[Listed entries]:
########
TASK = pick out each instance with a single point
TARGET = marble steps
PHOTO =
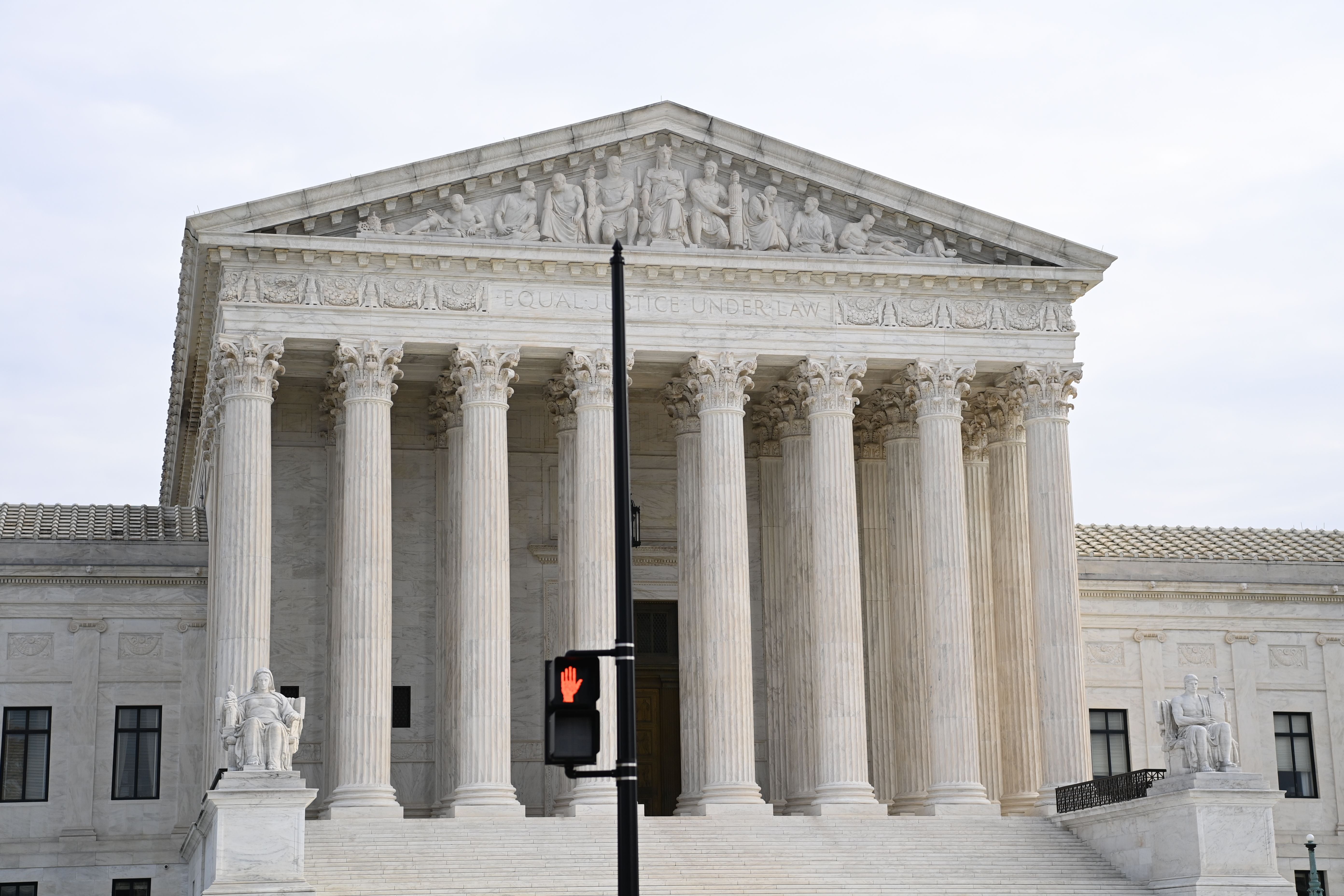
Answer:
(748, 858)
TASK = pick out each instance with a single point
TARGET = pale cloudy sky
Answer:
(1202, 143)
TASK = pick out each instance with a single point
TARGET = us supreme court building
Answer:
(863, 604)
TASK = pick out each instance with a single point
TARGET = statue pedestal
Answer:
(249, 839)
(1197, 835)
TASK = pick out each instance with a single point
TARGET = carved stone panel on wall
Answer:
(140, 645)
(1105, 653)
(29, 647)
(1197, 655)
(1288, 658)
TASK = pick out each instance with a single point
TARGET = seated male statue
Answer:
(261, 729)
(1207, 741)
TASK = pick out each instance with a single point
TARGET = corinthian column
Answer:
(686, 425)
(949, 655)
(1054, 577)
(483, 756)
(248, 367)
(875, 578)
(720, 385)
(560, 402)
(901, 442)
(773, 600)
(447, 410)
(1019, 718)
(976, 465)
(842, 756)
(364, 700)
(589, 377)
(785, 406)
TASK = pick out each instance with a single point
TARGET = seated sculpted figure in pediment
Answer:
(1195, 734)
(517, 216)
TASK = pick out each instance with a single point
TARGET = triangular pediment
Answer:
(402, 203)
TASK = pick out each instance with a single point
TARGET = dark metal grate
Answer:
(1103, 792)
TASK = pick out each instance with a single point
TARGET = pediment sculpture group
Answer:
(663, 211)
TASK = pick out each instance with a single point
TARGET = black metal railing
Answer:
(1103, 792)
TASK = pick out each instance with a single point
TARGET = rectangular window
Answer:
(25, 756)
(1295, 754)
(1109, 742)
(1300, 882)
(135, 762)
(401, 707)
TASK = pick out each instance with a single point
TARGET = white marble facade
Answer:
(850, 444)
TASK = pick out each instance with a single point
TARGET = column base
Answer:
(720, 811)
(873, 809)
(507, 811)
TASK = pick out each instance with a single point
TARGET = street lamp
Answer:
(1314, 881)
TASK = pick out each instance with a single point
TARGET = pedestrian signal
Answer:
(573, 730)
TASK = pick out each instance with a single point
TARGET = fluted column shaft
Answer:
(1054, 567)
(364, 699)
(484, 780)
(561, 405)
(686, 426)
(840, 746)
(448, 479)
(773, 615)
(243, 526)
(589, 374)
(880, 647)
(800, 776)
(720, 383)
(983, 615)
(949, 655)
(1015, 643)
(905, 534)
(335, 409)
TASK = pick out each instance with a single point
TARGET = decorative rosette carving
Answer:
(720, 382)
(483, 377)
(937, 386)
(830, 383)
(1046, 389)
(681, 406)
(249, 364)
(369, 370)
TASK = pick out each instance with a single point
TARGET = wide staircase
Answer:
(793, 855)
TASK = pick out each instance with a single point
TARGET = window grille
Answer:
(136, 753)
(26, 754)
(401, 707)
(1109, 742)
(1295, 754)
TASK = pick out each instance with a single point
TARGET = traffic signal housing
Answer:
(573, 730)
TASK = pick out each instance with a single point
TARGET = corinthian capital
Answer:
(1005, 404)
(831, 382)
(483, 375)
(679, 401)
(445, 409)
(898, 408)
(589, 374)
(369, 369)
(937, 386)
(1048, 389)
(249, 364)
(720, 382)
(975, 429)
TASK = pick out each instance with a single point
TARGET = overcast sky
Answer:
(1202, 143)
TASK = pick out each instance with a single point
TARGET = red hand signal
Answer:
(570, 684)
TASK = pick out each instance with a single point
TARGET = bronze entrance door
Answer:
(656, 707)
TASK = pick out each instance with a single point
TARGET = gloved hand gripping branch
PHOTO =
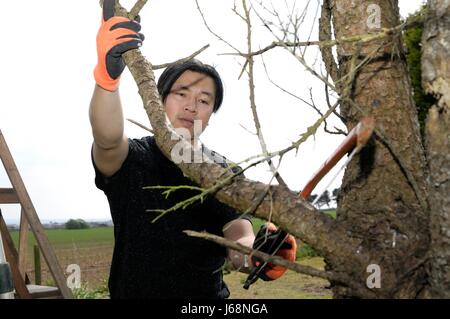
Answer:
(116, 36)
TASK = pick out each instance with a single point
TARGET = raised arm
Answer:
(116, 36)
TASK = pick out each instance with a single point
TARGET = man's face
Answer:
(191, 99)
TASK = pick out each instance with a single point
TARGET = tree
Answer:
(385, 204)
(436, 81)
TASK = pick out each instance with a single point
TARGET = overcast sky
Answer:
(48, 54)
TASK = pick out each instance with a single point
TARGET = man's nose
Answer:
(191, 105)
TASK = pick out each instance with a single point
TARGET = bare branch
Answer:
(325, 35)
(251, 83)
(193, 55)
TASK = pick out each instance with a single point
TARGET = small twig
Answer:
(193, 55)
(134, 12)
(251, 83)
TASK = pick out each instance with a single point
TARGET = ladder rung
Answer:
(8, 196)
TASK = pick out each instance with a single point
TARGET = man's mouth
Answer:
(187, 122)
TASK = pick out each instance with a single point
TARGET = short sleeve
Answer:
(138, 152)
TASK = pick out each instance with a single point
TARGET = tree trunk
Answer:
(436, 80)
(383, 195)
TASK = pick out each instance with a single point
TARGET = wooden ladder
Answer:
(28, 219)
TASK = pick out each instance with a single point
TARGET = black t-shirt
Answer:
(157, 260)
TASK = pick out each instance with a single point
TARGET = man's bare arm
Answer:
(110, 147)
(241, 231)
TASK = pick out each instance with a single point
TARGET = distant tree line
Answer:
(326, 198)
(76, 224)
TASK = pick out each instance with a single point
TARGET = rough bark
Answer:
(379, 202)
(436, 80)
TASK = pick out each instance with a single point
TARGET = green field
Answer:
(91, 249)
(64, 238)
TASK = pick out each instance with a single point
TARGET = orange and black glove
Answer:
(267, 240)
(116, 36)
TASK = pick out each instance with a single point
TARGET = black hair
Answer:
(174, 71)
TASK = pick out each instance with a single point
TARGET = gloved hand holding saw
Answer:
(271, 240)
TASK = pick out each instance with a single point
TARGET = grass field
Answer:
(92, 250)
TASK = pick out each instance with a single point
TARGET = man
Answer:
(157, 260)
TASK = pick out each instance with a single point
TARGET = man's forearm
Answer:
(241, 262)
(106, 117)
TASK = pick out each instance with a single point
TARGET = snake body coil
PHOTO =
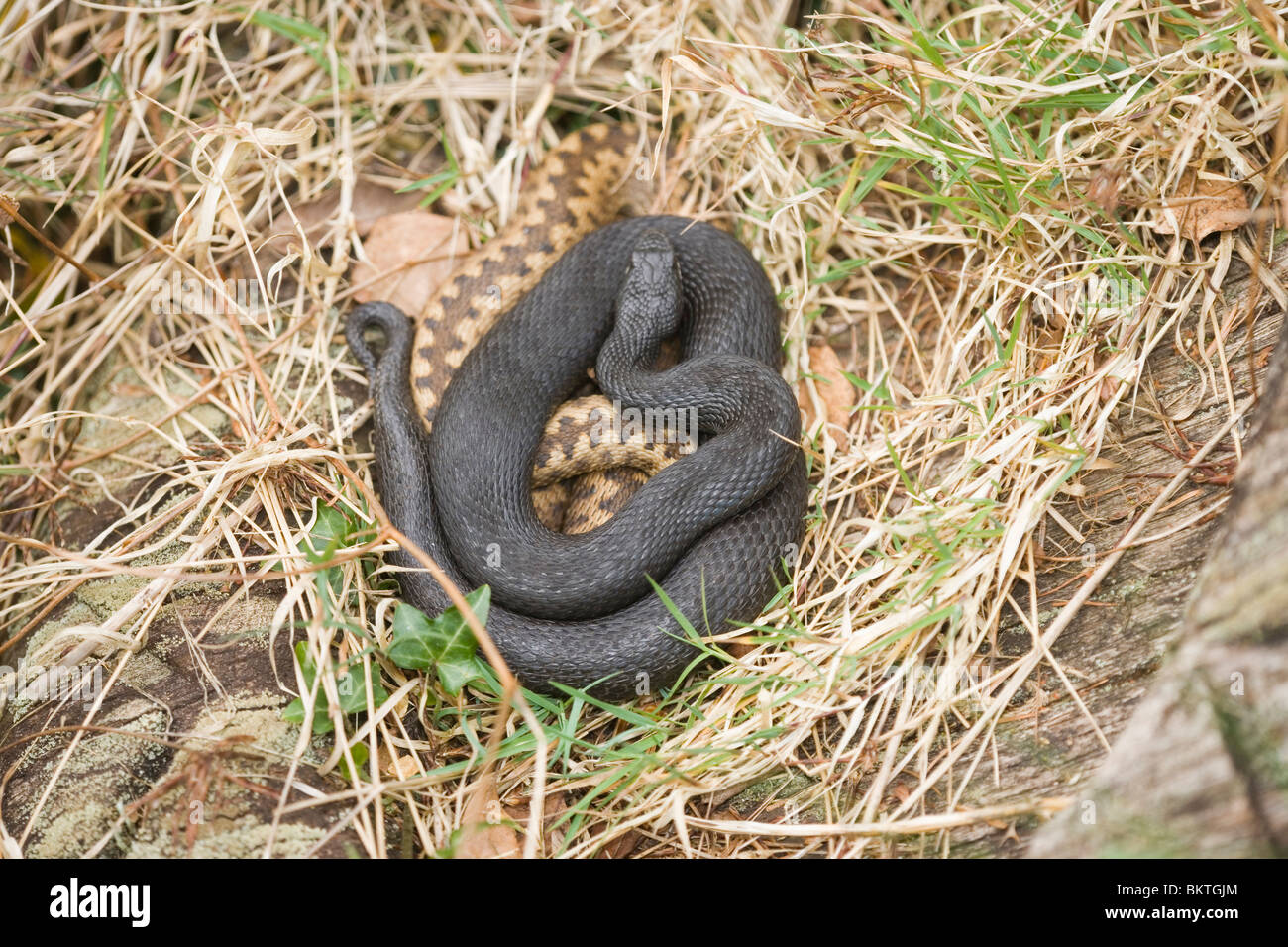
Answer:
(579, 611)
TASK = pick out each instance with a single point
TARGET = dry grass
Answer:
(938, 189)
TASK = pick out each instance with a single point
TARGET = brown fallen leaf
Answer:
(835, 390)
(408, 257)
(484, 830)
(370, 204)
(1104, 188)
(1210, 205)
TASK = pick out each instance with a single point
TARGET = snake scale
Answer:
(462, 397)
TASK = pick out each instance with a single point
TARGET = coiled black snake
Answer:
(712, 527)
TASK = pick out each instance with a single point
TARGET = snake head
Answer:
(651, 292)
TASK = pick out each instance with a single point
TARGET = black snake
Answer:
(712, 527)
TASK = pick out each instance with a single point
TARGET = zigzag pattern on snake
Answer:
(434, 483)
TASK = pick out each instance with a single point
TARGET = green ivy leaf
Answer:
(445, 643)
(360, 759)
(349, 685)
(330, 531)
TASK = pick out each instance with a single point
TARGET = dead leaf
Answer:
(370, 204)
(1209, 206)
(553, 806)
(835, 390)
(1104, 188)
(484, 830)
(408, 257)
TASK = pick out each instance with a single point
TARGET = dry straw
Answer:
(960, 198)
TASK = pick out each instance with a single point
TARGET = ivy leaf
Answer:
(353, 692)
(445, 643)
(349, 685)
(360, 758)
(330, 531)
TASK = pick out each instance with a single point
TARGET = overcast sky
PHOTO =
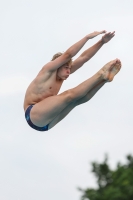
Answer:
(51, 165)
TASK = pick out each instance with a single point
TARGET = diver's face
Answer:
(64, 71)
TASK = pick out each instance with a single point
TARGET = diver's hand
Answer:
(107, 37)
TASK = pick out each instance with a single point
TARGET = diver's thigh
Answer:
(46, 110)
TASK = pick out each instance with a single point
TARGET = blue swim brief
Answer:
(27, 117)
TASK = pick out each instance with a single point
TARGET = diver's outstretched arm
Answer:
(90, 52)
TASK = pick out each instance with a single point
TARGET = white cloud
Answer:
(13, 84)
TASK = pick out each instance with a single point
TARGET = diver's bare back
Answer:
(43, 86)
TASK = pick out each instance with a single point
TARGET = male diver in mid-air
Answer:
(43, 106)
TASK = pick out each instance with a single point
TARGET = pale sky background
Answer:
(51, 165)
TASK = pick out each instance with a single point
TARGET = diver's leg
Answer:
(70, 107)
(46, 110)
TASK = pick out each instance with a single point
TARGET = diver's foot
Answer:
(110, 70)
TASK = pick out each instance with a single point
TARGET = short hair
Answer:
(58, 55)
########
[What the task requires]:
Return a copy of every line in the records that includes the string "leaf".

[Response for this exercise]:
TARGET = brown fallen leaf
TARGET = green ivy leaf
TARGET = dead leaf
TARGET = ivy leaf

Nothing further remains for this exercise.